> _ЗАДАЧА_: Перепишите дословно часть фрагмента о табаке Северной Суматры, начиная со слов «Табак — одна» и заканчивая словами «на изготовление сигар.».

> _ФРАГМЕНТ_:
§

Табак — одна из первых плантационных культур Северной Суматры. Его называют делийским сортом по имени местного вассального султаната Дели. Еще и сейчас в центре Медана стоит обшарпанный, неуютный дворец бывшего султана, в каком-то претенциозно-эклектическом стиле. О делийских марионеточных султанах давно позабыли, а делийский табак известен во всем мире. Он идет на изготовление сигар.

Впервые табак начали выращивать местные арабы около сотни лет назад. Голландские колонизаторы бысиро сообразили, какие огромные прибыли может принести эта культура, пользующаяся высоким спросом в Европе. Вскоре голландцы заложили первую иную плантацию Мартубунг. За голландцами, почуяв наживу, потянулись сюда англичане, немцы, американцы, бельгийцы, швейцарцы.

Крестьянские поля и деревушки стиснуты сейчас со всex сторон массивами плантаций. И хотя Северная Суматра не принадлежит к самым густонаселенным районам страны, крестьяне задыхаются здесь от малоземелья. Получая концессии от голландских колониальных властей, плантаторы повели фронтальное наступление в глубь прибрежной равнины. Они расчищали джунгли, а также не останавливались перед тем, чтобы всякими правдами и неправдами сгонять крестьян с земли.

Основная масса коренного населения Северной Суматры — батаков — была оттеснена в район центрального плоскогорья. Батаки — народ интересной, самобытной культуры. В его жизни еще большую роль играют пережитки общинно-родовой организации, обрядов, связанных с анимистическим культом. Официально часть батаков исповедует ислам, другая часть — христианство протестантского толка. Поэтому и одних деревнях можно увидеть купол мечети с полумесяцем, в других — церковный шпиль, увенчанный крестом. Непременным атрибутом христианских деревень являются также черные длиннорылые свиньи.

Сельское население равнинной части в основном состоит из пришлых яванцев. Это сельскохозяйственный пролетариат и крестьяне-бедняки. Густонаселенная Ява давно уже выплескивала пауперизованных крестьян. Эта масса избыточной рабочей силы устремлялась во все концы архипелага в поисках заработка. Для плантаторов это был неисчерпаемый резервуар дешевых рабочих рук.

§

Записи с координатной разметкой
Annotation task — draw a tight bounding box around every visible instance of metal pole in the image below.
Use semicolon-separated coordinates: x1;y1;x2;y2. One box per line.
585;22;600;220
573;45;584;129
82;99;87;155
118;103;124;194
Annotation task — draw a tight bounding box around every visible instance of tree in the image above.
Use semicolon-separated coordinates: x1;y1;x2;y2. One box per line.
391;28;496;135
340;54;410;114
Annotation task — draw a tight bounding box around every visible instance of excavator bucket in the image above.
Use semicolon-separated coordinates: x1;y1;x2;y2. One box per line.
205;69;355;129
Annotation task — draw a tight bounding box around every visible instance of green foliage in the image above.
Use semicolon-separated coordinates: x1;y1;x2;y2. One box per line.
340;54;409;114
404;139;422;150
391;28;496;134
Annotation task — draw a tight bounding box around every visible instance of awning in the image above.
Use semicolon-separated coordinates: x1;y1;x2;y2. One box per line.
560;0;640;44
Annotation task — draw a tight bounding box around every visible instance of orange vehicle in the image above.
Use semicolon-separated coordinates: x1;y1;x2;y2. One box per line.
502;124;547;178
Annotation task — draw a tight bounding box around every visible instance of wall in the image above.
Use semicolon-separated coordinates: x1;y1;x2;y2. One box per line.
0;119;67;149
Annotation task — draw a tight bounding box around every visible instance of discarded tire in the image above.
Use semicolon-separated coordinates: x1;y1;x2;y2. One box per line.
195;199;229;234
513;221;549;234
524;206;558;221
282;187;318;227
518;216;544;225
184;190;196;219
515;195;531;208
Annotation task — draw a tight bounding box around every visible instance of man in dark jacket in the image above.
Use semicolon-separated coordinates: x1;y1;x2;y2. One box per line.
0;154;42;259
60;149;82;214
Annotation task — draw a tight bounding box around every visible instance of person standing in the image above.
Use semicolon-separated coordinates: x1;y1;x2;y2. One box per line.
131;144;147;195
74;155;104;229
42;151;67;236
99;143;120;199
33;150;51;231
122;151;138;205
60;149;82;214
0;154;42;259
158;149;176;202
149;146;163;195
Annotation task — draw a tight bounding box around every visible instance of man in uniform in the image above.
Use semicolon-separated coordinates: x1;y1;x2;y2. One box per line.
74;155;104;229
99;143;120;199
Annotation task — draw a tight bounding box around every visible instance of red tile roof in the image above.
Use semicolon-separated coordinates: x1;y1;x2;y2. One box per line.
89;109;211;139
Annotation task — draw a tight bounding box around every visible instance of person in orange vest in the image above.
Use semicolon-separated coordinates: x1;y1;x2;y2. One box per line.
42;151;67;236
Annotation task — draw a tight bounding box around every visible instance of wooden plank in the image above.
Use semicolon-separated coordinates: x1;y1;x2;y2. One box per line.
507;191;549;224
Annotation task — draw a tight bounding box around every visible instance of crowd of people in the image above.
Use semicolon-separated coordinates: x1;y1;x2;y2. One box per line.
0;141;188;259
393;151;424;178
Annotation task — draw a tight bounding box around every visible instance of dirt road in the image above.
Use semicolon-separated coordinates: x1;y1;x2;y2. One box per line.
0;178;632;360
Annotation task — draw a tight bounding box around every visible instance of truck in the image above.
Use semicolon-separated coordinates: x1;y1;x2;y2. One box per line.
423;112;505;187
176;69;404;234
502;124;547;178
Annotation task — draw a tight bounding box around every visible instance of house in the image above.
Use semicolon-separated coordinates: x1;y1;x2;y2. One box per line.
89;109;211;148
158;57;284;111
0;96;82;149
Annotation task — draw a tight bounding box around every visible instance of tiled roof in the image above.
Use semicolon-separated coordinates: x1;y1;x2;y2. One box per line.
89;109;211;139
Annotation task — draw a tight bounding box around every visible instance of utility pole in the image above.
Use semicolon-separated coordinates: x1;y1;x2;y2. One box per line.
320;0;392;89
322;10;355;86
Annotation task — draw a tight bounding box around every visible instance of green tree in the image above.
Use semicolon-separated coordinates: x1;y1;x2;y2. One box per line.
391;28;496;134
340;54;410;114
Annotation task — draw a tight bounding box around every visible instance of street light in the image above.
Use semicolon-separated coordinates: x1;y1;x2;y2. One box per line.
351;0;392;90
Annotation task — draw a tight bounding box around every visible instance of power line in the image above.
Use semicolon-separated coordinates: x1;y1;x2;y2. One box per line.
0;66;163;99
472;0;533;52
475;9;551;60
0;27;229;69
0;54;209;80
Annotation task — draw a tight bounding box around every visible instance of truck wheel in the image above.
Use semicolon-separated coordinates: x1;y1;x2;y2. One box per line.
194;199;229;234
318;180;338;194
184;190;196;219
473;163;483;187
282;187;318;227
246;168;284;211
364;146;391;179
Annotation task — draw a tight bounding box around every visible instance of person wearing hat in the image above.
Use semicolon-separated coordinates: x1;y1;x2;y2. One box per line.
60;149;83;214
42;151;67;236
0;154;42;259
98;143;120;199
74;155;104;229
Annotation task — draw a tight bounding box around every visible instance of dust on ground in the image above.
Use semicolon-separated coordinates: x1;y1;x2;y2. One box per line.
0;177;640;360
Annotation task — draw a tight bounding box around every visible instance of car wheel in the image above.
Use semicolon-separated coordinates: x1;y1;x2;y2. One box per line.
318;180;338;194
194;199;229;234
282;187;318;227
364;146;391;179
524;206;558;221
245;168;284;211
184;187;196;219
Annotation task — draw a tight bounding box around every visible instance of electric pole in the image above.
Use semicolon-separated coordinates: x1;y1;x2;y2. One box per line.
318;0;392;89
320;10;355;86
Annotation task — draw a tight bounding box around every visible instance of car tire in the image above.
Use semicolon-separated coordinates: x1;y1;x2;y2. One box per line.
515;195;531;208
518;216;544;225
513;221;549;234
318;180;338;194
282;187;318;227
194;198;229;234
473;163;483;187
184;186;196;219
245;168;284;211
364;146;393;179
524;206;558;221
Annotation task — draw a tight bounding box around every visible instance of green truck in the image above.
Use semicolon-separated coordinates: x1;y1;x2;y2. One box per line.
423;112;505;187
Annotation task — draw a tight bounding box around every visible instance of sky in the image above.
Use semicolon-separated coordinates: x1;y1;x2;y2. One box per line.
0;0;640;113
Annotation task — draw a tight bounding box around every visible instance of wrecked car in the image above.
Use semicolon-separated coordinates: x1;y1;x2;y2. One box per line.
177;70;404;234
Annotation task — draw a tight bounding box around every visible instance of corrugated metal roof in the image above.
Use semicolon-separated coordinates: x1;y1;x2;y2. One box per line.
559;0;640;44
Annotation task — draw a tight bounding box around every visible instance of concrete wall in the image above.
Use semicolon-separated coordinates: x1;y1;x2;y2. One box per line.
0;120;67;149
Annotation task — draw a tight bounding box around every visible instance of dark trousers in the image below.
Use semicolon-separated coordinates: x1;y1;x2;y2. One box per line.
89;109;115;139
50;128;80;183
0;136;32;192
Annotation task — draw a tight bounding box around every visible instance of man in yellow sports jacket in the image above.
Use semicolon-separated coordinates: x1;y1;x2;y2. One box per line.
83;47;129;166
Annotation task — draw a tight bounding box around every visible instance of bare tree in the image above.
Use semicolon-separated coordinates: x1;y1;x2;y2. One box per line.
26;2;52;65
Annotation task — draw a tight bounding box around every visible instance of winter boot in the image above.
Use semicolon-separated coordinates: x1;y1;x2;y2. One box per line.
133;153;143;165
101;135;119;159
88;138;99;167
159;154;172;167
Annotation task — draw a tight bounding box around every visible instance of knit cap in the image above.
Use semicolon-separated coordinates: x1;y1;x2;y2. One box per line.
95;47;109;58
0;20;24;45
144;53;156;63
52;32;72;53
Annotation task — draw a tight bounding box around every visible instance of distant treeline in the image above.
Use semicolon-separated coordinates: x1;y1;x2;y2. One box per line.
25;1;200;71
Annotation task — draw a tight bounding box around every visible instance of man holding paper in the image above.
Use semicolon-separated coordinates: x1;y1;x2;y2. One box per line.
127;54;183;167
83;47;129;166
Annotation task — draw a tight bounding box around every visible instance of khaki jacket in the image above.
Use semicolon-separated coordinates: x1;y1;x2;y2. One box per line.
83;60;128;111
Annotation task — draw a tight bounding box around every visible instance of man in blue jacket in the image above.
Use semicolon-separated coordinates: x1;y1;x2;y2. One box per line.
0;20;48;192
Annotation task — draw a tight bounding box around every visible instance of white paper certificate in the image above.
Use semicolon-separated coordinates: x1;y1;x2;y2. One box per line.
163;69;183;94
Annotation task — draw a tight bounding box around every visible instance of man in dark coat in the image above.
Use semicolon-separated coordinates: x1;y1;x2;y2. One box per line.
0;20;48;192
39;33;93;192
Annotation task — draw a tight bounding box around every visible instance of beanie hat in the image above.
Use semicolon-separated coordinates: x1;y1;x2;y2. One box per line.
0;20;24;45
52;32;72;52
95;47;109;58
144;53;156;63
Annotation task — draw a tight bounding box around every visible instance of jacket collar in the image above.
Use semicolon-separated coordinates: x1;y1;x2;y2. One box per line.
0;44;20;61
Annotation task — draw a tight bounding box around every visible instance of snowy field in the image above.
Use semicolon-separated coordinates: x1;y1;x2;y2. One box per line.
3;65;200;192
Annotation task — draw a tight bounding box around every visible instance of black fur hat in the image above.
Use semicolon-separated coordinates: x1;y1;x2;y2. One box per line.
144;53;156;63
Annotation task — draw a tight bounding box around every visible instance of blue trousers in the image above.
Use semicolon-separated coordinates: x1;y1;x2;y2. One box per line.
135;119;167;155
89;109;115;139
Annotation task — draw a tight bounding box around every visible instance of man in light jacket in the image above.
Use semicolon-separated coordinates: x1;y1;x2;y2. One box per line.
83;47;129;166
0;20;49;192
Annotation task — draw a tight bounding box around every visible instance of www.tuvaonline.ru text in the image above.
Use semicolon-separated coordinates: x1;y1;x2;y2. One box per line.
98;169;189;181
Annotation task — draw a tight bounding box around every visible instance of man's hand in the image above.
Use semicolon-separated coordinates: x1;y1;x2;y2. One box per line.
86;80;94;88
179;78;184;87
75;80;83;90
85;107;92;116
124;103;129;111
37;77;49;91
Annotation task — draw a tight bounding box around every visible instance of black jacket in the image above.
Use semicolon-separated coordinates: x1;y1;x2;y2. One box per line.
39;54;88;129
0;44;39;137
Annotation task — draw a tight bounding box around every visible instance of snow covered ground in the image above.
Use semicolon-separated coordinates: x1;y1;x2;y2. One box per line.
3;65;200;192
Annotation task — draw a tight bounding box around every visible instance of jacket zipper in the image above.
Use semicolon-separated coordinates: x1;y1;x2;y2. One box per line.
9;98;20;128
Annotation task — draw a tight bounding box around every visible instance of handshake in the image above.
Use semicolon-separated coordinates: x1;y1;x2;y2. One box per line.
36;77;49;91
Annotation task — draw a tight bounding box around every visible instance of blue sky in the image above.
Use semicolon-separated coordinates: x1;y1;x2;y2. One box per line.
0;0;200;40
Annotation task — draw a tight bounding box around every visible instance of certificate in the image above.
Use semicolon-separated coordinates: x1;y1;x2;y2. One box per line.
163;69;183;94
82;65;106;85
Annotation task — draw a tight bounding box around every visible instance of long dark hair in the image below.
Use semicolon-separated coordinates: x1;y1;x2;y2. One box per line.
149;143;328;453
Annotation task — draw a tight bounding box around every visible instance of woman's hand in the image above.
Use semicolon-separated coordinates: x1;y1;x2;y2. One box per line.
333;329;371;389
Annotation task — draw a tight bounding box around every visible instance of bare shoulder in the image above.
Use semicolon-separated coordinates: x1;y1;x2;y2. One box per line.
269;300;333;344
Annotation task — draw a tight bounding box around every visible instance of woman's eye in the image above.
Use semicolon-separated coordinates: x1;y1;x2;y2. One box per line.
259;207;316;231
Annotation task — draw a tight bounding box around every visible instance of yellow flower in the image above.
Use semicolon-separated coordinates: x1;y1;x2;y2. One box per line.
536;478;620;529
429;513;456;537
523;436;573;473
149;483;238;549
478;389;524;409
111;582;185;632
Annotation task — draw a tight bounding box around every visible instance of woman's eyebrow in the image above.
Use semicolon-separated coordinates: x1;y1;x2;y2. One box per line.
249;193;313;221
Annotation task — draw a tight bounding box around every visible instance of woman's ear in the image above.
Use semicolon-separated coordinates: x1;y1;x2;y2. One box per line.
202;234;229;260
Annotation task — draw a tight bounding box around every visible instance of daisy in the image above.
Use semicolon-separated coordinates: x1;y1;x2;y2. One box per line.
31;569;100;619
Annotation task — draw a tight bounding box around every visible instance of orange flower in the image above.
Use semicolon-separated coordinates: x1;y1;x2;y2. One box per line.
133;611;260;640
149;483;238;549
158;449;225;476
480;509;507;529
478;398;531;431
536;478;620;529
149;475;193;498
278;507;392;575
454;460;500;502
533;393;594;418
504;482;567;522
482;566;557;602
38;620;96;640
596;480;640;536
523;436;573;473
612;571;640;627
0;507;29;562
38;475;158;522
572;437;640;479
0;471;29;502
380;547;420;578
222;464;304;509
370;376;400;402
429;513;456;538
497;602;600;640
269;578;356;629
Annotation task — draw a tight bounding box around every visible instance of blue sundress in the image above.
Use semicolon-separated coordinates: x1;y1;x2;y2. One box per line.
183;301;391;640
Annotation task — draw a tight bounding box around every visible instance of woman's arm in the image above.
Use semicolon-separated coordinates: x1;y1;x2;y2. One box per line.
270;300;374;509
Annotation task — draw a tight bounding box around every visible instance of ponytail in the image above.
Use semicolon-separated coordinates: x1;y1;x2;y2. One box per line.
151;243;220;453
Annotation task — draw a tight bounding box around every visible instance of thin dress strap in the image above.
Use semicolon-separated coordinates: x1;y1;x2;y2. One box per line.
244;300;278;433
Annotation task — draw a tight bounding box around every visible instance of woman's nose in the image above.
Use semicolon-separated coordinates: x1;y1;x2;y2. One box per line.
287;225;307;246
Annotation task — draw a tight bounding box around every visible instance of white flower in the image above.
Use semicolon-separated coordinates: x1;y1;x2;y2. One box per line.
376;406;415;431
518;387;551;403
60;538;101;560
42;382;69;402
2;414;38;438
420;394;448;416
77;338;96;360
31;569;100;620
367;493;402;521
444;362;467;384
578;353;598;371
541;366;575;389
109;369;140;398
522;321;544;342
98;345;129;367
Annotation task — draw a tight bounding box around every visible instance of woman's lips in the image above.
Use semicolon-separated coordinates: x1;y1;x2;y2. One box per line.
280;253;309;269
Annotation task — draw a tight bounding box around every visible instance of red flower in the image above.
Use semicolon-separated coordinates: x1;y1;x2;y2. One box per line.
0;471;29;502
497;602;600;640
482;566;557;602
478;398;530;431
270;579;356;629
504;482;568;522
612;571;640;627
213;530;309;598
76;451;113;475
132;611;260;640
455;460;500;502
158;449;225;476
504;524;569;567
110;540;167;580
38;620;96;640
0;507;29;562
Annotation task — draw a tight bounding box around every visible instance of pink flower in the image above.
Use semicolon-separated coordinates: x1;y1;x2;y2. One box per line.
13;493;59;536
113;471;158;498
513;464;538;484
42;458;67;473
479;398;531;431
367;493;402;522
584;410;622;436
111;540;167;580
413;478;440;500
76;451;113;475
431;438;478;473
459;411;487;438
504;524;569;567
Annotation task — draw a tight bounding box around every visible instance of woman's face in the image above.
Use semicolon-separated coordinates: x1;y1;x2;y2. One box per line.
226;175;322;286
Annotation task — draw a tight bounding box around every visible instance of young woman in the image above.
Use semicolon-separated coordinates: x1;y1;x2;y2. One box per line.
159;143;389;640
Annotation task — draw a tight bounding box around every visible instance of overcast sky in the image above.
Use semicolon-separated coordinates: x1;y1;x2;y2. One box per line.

§

> _РЕЗУЛЬТАТ ВЫПОЛНЕНИЯ_:
Табак — одна из первых плантационных культур Северной Суматры. Его называют делийским сортом по имени местного вассального султаната Дели. Еще и сейчас в центре Медана стоит обшарпанный, неуютный дворец бывшего султана, в каком-то претенциозно-эклектическом стиле. О делийских марионеточных султанах давно позабыли, а делийский табак известен во всем мире. Он идет на изготовление сигар.